OBJECTIVE |
Print the listing below in its entirety, character for character.

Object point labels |
╭──
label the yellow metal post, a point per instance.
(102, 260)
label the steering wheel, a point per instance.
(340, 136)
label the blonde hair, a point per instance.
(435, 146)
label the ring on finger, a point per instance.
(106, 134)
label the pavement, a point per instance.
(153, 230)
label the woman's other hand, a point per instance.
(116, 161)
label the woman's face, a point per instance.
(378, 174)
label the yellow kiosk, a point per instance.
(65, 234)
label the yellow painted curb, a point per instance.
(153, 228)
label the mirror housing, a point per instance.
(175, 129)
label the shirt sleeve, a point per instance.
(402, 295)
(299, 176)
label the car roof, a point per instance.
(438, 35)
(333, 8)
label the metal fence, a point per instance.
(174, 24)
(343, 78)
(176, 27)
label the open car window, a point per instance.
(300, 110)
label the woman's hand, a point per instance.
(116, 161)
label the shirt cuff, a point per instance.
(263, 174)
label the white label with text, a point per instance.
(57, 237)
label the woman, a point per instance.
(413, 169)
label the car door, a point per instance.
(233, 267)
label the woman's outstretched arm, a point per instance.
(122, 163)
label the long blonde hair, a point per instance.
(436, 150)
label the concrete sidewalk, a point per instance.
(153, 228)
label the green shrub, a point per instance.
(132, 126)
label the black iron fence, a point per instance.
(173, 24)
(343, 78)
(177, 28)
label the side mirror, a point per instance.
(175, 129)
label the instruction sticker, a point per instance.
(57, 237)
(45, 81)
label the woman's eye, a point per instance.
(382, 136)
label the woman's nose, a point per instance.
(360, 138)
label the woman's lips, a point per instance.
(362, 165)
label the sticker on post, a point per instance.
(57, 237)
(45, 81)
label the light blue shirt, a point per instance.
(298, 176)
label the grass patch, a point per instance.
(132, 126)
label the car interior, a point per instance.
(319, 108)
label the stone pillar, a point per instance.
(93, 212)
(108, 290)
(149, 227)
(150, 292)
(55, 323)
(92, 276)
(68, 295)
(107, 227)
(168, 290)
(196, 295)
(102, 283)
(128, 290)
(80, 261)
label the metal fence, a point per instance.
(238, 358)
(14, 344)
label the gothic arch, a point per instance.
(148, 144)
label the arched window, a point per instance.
╰──
EXERCISE OUTPUT |
label the yellow metal post, a point per instance.
(102, 260)
label the steering wheel, a point per instance.
(340, 136)
label the blonde hair, a point per instance.
(435, 146)
label the ring on finger, a point per instance.
(106, 134)
label the pavement, a point per instance.
(153, 230)
label the woman's other hand, a point per instance.
(116, 161)
label the woman's face, a point per instance.
(378, 174)
label the yellow kiosk, a point per instance.
(65, 234)
label the yellow painted curb, a point per instance.
(153, 228)
label the mirror housing, a point per instance.
(175, 129)
label the shirt sleeve, a point per instance.
(402, 295)
(299, 176)
label the car roof, a point per instance.
(438, 35)
(333, 8)
label the metal fence, a point per instance.
(174, 24)
(343, 78)
(176, 27)
label the open car window, a point per instance.
(300, 110)
label the woman's hand, a point per instance.
(116, 161)
label the shirt cuff, a point per instance.
(263, 174)
label the white label with text, a point per instance.
(57, 237)
label the woman, a point per instance.
(413, 169)
label the car door, a point per instance.
(233, 267)
label the woman's outstretched arm, a point per instance.
(122, 163)
label the long blonde hair, a point per instance.
(436, 150)
label the concrete sidewalk, a point per instance.
(153, 228)
label the green shrub, a point per instance.
(132, 126)
label the black iron fence, a point per instance.
(173, 24)
(343, 78)
(177, 28)
label the side mirror, a point per instance.
(175, 129)
label the instruction sticker, a point per instance.
(57, 237)
(45, 81)
label the woman's eye, a point per instance.
(382, 136)
label the woman's nose, a point per instance.
(360, 138)
label the woman's lips, a point per instance.
(362, 165)
label the sticker on post, a point per instance.
(57, 237)
(45, 81)
label the light blue shirt, a point per instance.
(298, 176)
label the grass patch, a point per instance.
(132, 126)
label the car interior, a point per instance.
(319, 108)
label the stone pillar, a point per instance.
(93, 212)
(108, 290)
(149, 227)
(150, 292)
(55, 323)
(92, 276)
(68, 295)
(107, 227)
(168, 290)
(196, 295)
(102, 283)
(128, 290)
(80, 261)
label the metal fence, a point per instance.
(238, 358)
(14, 344)
label the gothic arch, a point per instance.
(148, 144)
label the arched window, a point per instance.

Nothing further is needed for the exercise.